Format the lines of the records, starting with the line containing "task: segment the <item>boat railing</item>" and continuing through the line containing "732 154 L 659", as a Markdown table with the columns Row and Text, numbering each line in Row and omitting blank lines.

▼

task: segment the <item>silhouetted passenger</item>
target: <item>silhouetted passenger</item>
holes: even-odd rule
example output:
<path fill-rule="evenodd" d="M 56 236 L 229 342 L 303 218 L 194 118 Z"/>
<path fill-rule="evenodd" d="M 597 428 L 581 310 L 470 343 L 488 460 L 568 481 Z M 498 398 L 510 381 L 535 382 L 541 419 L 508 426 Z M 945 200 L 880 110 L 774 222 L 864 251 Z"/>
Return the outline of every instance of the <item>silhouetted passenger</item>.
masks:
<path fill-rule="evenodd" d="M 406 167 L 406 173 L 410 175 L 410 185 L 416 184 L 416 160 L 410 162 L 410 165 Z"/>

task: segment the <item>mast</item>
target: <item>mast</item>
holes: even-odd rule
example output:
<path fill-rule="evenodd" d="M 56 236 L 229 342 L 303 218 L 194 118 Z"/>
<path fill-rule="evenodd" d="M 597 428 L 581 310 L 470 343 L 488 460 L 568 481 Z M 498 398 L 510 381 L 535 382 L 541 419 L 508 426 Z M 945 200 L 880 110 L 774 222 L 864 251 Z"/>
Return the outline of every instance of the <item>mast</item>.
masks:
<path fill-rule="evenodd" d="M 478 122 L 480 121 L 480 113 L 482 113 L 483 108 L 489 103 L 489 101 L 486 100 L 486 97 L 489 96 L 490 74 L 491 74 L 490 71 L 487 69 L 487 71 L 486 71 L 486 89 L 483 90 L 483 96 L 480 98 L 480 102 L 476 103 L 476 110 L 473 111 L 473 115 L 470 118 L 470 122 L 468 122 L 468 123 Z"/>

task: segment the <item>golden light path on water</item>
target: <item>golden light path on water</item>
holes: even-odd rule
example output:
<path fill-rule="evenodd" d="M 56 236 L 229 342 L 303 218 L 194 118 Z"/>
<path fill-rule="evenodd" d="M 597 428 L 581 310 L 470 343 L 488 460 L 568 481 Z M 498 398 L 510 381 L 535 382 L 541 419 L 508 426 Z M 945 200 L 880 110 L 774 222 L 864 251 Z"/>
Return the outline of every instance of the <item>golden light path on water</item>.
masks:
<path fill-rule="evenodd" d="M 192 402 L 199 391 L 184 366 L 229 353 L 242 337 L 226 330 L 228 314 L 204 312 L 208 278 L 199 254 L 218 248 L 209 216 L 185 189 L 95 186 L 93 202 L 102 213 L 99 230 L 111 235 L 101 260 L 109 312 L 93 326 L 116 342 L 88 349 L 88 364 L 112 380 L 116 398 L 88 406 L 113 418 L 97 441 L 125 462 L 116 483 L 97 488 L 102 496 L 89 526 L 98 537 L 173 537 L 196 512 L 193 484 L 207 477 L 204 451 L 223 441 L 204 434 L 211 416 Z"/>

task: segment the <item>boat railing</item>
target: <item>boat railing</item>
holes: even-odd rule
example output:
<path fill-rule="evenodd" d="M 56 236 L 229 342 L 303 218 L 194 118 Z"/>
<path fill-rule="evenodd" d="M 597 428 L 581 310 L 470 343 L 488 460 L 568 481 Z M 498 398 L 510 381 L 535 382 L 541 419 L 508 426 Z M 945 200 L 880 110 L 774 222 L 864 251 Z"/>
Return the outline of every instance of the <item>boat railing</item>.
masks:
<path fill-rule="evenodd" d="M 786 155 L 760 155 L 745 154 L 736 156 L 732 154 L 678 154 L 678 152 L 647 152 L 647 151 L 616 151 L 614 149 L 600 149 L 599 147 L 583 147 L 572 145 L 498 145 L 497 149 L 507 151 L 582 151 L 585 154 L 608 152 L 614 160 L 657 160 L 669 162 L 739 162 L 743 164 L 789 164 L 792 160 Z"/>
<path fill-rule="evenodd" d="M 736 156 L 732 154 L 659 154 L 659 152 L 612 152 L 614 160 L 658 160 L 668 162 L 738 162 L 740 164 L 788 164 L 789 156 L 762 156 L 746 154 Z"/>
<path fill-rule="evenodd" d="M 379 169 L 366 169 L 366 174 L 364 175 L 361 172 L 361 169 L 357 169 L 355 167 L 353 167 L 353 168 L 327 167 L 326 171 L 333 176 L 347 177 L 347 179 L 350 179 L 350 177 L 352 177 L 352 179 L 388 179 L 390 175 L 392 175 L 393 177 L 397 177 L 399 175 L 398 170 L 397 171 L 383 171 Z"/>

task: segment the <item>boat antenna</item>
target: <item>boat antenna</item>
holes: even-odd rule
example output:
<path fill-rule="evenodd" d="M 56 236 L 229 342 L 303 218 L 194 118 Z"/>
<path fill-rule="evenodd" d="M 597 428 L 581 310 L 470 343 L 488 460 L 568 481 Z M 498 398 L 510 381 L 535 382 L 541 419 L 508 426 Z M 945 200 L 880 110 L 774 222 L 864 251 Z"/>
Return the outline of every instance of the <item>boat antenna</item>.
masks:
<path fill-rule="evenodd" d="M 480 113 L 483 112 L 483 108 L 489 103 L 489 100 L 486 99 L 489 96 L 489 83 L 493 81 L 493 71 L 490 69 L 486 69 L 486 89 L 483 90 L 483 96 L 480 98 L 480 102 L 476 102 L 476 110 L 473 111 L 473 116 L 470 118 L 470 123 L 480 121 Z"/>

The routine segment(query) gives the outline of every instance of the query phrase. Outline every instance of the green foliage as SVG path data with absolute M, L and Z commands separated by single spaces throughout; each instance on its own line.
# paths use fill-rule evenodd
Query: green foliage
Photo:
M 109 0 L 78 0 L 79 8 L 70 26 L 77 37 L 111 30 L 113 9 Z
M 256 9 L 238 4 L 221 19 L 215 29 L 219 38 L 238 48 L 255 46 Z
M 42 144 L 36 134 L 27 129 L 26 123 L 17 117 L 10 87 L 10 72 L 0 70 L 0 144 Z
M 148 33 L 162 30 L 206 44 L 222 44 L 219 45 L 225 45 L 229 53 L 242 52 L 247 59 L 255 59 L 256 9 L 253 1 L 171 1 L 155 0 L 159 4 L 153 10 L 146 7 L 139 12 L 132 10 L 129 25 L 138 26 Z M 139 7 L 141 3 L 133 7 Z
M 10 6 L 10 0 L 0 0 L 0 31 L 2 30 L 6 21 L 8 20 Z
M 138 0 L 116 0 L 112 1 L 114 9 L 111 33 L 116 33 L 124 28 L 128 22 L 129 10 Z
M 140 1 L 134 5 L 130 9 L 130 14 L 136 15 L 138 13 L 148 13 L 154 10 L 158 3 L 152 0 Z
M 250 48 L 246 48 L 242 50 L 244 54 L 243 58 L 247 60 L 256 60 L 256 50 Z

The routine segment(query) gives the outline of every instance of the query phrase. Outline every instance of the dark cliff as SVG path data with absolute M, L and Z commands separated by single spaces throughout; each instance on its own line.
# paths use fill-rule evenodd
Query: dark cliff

▲

(Reply to the task)
| Row | Text |
|---|---|
| 1 | task: segment the <item>boat railing</item> |
| 2 | target: <item>boat railing</item> |
| 3 | holes: even-odd rule |
| 4 | example output: |
| 5 | <path fill-rule="evenodd" d="M 56 236 L 229 342 L 303 218 L 194 118 Z"/> |
| 6 | <path fill-rule="evenodd" d="M 597 428 L 581 310 L 470 343 L 488 460 L 568 481 Z M 498 398 L 510 381 L 535 382 L 541 419 L 508 426 Z M 945 200 L 880 110 L 774 222 L 864 251 Z"/> |
| 7 | Return the outline of every instance of the <item>boat railing</item>. |
| 8 | masks: |
| 9 | <path fill-rule="evenodd" d="M 786 155 L 760 155 L 745 154 L 736 156 L 732 154 L 678 154 L 678 152 L 647 152 L 647 151 L 616 151 L 614 149 L 600 149 L 599 147 L 583 147 L 572 145 L 498 145 L 497 149 L 507 151 L 582 151 L 585 154 L 608 152 L 614 160 L 657 160 L 669 162 L 739 162 L 743 164 L 789 164 L 792 160 Z"/> |
| 10 | <path fill-rule="evenodd" d="M 736 156 L 732 154 L 659 154 L 659 152 L 612 152 L 614 160 L 658 160 L 668 162 L 738 162 L 740 164 L 788 164 L 789 156 L 762 156 L 746 154 Z"/> |